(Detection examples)
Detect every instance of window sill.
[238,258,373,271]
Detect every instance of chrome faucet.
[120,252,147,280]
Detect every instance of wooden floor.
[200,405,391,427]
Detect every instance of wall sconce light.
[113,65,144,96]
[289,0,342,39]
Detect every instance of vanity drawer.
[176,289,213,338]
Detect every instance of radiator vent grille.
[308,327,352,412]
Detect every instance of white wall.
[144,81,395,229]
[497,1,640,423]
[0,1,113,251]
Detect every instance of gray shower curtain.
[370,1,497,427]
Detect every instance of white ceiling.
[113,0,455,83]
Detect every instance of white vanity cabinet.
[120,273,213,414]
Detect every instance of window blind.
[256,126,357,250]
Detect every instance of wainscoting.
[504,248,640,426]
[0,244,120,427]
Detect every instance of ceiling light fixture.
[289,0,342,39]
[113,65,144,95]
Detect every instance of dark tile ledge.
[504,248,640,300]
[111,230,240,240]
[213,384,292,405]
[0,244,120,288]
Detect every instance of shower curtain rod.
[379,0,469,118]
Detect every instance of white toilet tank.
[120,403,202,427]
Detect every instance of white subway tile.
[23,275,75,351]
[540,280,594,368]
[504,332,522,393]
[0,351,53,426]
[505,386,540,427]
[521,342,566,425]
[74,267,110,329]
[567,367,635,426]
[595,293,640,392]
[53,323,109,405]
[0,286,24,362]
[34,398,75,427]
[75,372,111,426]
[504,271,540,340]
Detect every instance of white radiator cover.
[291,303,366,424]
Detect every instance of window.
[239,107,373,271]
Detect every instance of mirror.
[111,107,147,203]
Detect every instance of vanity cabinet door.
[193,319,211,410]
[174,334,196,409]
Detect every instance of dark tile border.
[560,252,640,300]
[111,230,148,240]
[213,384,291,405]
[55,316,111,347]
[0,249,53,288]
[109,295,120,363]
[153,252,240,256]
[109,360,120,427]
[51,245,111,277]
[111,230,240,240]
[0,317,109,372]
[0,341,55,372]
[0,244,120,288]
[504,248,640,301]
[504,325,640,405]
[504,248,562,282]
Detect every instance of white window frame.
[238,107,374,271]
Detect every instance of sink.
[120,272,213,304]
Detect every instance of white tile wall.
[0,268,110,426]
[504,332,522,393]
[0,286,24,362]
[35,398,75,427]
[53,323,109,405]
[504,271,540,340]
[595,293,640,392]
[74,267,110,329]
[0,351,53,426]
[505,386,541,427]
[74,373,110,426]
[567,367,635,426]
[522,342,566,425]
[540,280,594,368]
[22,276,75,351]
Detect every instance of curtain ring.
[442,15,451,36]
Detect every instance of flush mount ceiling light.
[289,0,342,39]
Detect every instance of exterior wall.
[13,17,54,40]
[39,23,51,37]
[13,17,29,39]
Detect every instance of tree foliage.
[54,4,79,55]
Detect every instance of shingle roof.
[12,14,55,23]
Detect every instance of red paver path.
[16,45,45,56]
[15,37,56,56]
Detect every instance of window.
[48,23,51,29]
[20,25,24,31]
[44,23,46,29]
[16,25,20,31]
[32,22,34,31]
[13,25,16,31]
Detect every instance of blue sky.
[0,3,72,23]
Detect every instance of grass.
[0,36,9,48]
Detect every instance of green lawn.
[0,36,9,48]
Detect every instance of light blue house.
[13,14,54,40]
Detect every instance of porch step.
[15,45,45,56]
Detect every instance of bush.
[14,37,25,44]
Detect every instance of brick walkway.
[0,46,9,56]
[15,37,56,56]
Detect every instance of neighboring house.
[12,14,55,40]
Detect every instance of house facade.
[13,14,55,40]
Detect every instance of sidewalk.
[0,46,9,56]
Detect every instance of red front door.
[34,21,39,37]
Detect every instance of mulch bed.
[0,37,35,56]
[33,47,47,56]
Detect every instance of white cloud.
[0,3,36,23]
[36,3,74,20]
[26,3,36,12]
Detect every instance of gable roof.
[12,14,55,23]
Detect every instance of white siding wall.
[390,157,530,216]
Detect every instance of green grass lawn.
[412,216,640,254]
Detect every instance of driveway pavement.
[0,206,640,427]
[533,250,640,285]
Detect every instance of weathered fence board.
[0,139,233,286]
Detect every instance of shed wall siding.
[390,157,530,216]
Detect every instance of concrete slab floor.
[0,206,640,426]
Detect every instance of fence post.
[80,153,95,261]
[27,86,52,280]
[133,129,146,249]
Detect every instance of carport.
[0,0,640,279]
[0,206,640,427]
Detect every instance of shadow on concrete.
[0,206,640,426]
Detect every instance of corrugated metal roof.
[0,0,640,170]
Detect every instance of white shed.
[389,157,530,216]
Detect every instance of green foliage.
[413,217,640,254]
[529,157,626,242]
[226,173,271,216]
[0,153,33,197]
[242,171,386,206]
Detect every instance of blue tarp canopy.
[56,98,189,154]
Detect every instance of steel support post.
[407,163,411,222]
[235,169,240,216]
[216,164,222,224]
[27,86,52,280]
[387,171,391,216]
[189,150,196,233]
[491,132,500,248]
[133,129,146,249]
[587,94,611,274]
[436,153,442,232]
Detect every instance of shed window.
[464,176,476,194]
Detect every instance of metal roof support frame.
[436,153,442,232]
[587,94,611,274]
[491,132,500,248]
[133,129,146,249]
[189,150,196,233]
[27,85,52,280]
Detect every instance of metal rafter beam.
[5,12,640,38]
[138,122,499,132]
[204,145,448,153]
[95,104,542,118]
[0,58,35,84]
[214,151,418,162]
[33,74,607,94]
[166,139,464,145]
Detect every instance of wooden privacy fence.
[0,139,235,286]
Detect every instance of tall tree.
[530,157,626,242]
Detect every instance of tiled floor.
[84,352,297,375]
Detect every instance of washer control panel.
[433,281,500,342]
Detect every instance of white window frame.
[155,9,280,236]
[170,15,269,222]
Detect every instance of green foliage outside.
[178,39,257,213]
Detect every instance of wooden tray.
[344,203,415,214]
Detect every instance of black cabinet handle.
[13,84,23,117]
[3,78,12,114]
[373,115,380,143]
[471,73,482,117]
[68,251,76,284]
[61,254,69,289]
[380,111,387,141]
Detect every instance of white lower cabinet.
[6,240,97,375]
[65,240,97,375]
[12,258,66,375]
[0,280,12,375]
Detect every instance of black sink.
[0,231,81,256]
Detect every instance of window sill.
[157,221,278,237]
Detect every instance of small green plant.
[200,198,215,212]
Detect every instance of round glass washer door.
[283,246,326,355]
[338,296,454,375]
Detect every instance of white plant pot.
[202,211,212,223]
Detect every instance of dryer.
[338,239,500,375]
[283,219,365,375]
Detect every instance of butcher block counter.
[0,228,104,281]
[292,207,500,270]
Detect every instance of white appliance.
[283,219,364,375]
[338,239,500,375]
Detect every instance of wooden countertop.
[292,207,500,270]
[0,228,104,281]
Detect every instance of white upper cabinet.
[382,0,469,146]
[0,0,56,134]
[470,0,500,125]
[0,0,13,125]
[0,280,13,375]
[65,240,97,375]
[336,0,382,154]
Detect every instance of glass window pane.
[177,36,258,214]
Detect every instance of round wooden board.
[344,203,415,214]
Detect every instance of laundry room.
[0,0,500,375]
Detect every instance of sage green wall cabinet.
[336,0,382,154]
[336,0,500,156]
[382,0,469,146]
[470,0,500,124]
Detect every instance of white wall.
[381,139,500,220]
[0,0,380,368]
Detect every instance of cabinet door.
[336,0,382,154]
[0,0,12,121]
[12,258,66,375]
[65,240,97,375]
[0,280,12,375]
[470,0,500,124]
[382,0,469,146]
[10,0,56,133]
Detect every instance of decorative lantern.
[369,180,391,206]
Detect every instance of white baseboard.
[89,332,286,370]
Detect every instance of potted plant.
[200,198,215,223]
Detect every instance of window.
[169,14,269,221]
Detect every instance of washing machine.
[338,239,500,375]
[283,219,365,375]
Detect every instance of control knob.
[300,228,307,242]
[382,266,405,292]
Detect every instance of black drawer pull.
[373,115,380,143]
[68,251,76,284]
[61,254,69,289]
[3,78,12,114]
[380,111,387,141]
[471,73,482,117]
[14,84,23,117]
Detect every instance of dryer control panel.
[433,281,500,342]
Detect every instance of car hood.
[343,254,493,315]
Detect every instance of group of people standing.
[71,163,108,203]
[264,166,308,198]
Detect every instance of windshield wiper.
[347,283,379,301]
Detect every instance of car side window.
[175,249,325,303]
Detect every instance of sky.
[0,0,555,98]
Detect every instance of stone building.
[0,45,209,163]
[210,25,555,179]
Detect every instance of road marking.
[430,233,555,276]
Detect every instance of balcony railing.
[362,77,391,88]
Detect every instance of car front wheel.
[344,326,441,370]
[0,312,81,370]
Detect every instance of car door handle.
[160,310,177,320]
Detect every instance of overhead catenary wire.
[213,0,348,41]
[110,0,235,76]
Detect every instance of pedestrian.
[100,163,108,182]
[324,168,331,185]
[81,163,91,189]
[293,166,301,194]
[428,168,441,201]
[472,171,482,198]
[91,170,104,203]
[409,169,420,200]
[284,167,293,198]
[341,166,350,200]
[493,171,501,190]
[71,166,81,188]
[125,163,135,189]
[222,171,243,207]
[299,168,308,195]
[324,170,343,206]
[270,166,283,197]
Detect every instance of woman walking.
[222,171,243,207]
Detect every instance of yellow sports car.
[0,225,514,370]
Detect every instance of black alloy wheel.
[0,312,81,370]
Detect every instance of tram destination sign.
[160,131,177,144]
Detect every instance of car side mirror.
* * *
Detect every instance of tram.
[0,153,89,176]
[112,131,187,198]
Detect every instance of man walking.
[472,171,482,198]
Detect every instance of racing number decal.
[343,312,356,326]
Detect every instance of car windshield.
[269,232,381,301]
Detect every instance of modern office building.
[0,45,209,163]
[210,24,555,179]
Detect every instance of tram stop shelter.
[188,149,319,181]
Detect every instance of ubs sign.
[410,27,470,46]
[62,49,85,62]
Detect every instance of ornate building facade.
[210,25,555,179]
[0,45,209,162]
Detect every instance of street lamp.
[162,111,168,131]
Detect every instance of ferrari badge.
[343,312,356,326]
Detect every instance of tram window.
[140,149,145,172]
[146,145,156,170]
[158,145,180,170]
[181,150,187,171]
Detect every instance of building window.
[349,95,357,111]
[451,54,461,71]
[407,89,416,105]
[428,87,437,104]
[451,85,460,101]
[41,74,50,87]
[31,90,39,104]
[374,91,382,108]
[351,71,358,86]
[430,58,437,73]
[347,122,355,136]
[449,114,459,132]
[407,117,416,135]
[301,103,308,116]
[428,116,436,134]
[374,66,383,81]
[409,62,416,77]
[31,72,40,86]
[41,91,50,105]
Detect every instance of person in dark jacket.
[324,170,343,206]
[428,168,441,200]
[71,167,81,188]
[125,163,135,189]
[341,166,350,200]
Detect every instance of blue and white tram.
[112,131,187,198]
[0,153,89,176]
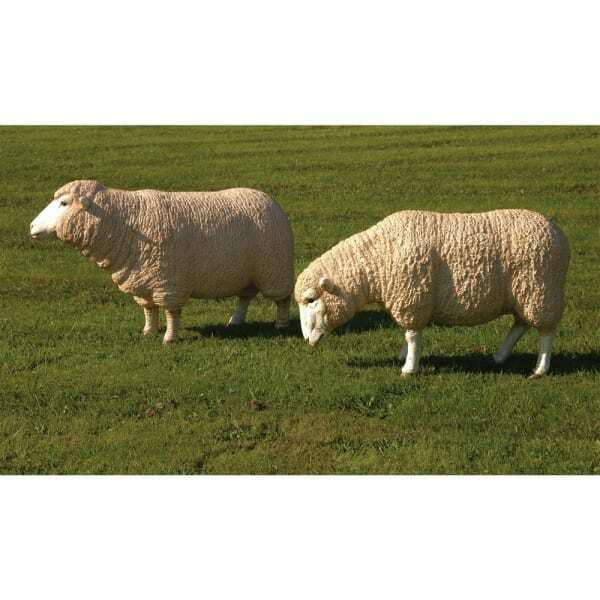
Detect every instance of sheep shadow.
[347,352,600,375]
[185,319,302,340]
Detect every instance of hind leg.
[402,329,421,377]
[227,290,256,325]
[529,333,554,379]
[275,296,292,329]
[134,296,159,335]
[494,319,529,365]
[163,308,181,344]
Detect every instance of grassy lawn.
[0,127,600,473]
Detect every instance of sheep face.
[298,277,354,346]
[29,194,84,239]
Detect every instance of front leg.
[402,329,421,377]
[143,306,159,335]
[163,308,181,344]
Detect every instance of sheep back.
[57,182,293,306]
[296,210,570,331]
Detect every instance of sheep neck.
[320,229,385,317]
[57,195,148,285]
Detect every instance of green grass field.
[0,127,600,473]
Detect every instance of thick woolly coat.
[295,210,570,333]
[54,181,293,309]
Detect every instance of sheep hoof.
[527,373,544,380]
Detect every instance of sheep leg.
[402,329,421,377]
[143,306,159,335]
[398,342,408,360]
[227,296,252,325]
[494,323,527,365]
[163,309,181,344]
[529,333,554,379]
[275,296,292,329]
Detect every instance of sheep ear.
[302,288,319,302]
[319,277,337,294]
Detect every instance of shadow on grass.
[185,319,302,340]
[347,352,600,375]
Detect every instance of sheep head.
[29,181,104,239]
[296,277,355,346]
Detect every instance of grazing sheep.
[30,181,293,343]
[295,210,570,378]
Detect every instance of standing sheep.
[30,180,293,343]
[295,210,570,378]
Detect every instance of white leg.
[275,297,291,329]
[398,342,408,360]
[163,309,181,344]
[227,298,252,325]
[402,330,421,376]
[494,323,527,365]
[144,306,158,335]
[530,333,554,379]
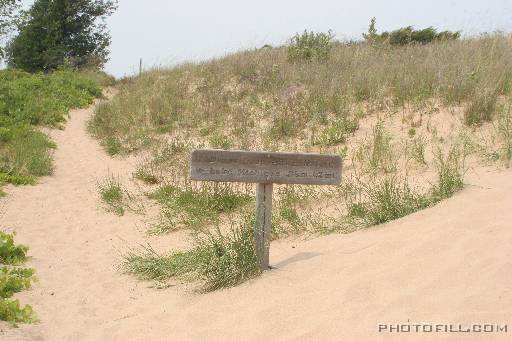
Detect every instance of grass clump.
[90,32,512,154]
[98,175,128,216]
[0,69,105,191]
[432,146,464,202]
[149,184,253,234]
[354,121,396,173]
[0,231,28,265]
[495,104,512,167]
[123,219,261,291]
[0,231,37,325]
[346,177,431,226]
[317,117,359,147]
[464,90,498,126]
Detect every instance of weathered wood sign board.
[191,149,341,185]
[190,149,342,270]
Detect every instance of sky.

*What to produce*:
Copy the lines of the material verbatim, from the line with "Detect every instance of black cabinet" to the line with "[338,296,454,375]", including both of those lines.

*The response*:
Detect every instance of black cabinet handle.
[13,84,23,117]
[3,78,12,114]
[373,115,380,143]
[471,73,482,117]
[68,251,76,284]
[61,254,69,289]
[380,111,387,141]
Detect every instance of white lower cabinet.
[6,240,97,375]
[65,240,97,375]
[12,258,66,375]
[0,280,12,375]
Detect every instance of black sink.
[0,231,81,256]
Detect every instance of window sill.
[157,221,278,237]
Detect every instance of small green plant.
[200,198,215,212]
Detect every instance of round glass washer door.
[283,246,326,355]
[338,296,454,375]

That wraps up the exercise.